» Tasks to perform:
**A.** Answer these questions from the article on Massachusetts inpatient spending, one answer per line, marked (i), (ii) and (iii):
(i) By about how much did commercial inpatient utilization decline from 2013 to 2018?
(ii) What is the average payment for septicemia commercial claims?
(iii) Which two health systems cited new or improved EHRs as a major factor in rising acuity levels and risk scores?
**B.** Turn the paragraph of the article on Massachusetts inpatient spending that begins "When the commission polled payers and providers" into a short bulleted list that keeps its main facts.

» Text passage:
____

While higher inpatient spending in Massachusetts has been linked to rising prices and acuity levels, the Massachusetts Health Policy Commission reinforced its findings that state residents may not actually be getting sicker.
Despite a nearly 14% decline in commercial inpatient utilization from 2013 to 2018, inpatient spending grew about 11%, according to the commission's annual cost trends report. Higher prices and acuity inflated spending, the commission's analysis of quality metrics and coding frequency shows.
Inpatient acuity grew more than 10% over that span while length of stay only inched up 1.5% and intensive and critical care days fell almost 10%. Commissioner David Cutler said this puzzled him during Tuesday's board meeting.
When the commission polled payers and providers about that trend, they attributed it to the aging population, better EHRs that improved documentation, coding integrity initiatives and the increasing burden of chronic disease. But aging only explains a fraction of the 11.7% increase in commercial member risk scores from 2013 to 2018. A shift in the prevalence of chronic diseases in certain populations and decline in others essentially offsets itself, Cutler said.
"Life expectancy doesn't grow over this time period, so there is nothing we can find that suggests we are getting sicker as a state," he said.
The commission's preliminary report pointed to higher coding severity for chronic obstructive pulmonary disease. Its final report highlighted a 180% increase from 2010 to 2018 in inpatient discharges associated with septicemia, or blood poisoning. But the number of inpatient discharges associated with conditions that often lead to septicemia—pneumonia, fever, respiratory and gastrointestinal infections, cellulitis and urinary tract infections—decreased 14% to 19% over that span.
When the commission asked researchers about analyzing septicemia trends, they said they use clinical rather than administrative data because there is so much coding of septicemia that is more on the margin and subjective.
"Coders have latched onto this," said Laura Nasuti, an associate director at the commission. "There are coding blogs and groups that help promote the coding of septicemia, which if it is true septicemia and it is early detection that is great, but unfortunately we see here that there is financial incentive to be aggressively coding septicemia."
The average payment for pneumonia commercial claims is around $12,000 compared to $23,000 for septicemia, Nasuti added.
Both Partners HealthCare and Beth Israel Lahey Health, the two largest health systems in the state, cited "new or improved EHRs that have increased your ability to document diagnostic information" as a major factor in rising acuity levels and risk scores. The Massachusetts Health & Hospital Association echoed that sentiment in a statement.
Industry observers and health systems executives have said a decrease in length of stay and ICU utilization could indicate that hospitals are becoming more efficient and savvy in their treatment plans; higher acuity levels reflect better documentation, tools and assessment of complex patients. Skeptics argue that hospitals are improperly gaming the system to maximize revenue.

____

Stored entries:

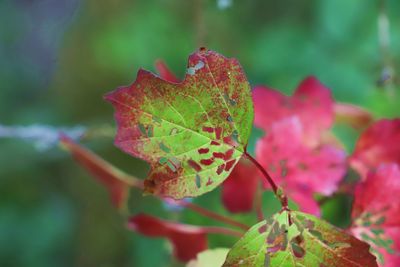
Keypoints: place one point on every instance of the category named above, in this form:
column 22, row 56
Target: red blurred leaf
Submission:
column 187, row 240
column 239, row 189
column 380, row 143
column 299, row 169
column 117, row 182
column 352, row 115
column 192, row 133
column 376, row 213
column 165, row 72
column 311, row 102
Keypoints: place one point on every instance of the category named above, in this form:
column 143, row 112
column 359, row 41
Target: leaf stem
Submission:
column 258, row 203
column 213, row 215
column 277, row 191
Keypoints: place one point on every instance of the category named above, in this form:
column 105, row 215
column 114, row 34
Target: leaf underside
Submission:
column 192, row 133
column 307, row 242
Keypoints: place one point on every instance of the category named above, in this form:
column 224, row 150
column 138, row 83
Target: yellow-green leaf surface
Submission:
column 209, row 258
column 306, row 242
column 192, row 133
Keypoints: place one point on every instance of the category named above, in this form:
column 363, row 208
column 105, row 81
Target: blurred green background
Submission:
column 59, row 57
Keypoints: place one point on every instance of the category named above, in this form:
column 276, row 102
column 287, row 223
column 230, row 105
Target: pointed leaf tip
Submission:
column 172, row 125
column 307, row 241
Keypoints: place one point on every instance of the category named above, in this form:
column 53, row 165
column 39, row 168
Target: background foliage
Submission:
column 57, row 59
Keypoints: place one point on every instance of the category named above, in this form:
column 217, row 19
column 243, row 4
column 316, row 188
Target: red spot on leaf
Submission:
column 220, row 169
column 215, row 143
column 203, row 150
column 218, row 132
column 208, row 129
column 207, row 162
column 229, row 165
column 194, row 165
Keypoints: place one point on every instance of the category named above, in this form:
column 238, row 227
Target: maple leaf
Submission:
column 117, row 182
column 165, row 72
column 375, row 214
column 311, row 102
column 187, row 240
column 209, row 258
column 238, row 191
column 306, row 241
column 300, row 170
column 380, row 143
column 192, row 133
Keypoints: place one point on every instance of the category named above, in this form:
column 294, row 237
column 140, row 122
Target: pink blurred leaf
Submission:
column 311, row 102
column 298, row 168
column 376, row 213
column 380, row 143
column 352, row 115
column 239, row 189
column 187, row 240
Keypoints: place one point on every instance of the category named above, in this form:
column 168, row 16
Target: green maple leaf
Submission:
column 192, row 133
column 306, row 242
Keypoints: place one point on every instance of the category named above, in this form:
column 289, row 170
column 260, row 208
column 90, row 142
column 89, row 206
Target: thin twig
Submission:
column 221, row 230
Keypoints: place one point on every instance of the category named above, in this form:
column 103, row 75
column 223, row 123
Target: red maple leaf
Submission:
column 239, row 189
column 187, row 240
column 380, row 143
column 299, row 169
column 311, row 102
column 376, row 213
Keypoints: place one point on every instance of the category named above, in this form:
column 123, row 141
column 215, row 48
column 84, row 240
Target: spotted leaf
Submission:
column 192, row 133
column 306, row 241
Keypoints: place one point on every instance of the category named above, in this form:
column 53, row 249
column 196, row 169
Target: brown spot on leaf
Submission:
column 194, row 165
column 203, row 150
column 207, row 162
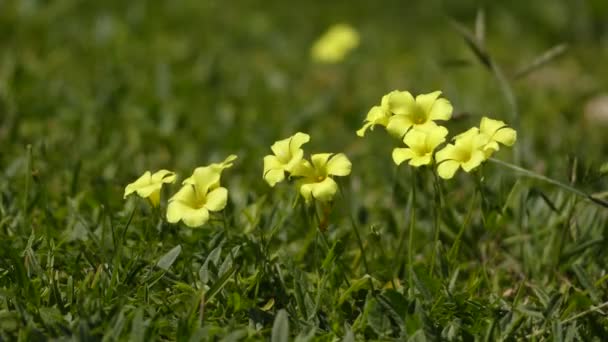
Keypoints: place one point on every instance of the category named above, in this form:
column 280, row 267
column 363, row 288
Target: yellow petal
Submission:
column 164, row 176
column 154, row 198
column 297, row 140
column 398, row 125
column 324, row 191
column 401, row 102
column 477, row 157
column 191, row 217
column 470, row 131
column 436, row 136
column 147, row 190
column 303, row 169
column 441, row 110
column 489, row 126
column 272, row 177
column 506, row 136
column 227, row 163
column 491, row 147
column 216, row 199
column 446, row 153
column 402, row 154
column 319, row 160
column 306, row 191
column 296, row 158
column 271, row 162
column 143, row 180
column 420, row 160
column 205, row 178
column 361, row 131
column 416, row 140
column 339, row 165
column 426, row 101
column 447, row 169
column 186, row 195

____

» Task solutions:
**A.**
(i) Nearly 14%.
(ii) Around $23,000.
(iii) Partners HealthCare and Beth Israel Lahey Health.

**B.**
- When polled, payers and providers attributed the trend to four factors: the aging population, better EHRs that improved documentation, coding integrity initiatives, and the growing burden of chronic disease.
- Aging explains only a fraction of the 11.7% increase in commercial member risk scores from 2013 to 2018.
- According to Cutler, rising chronic disease prevalence in some populations and declines in others essentially offset each other.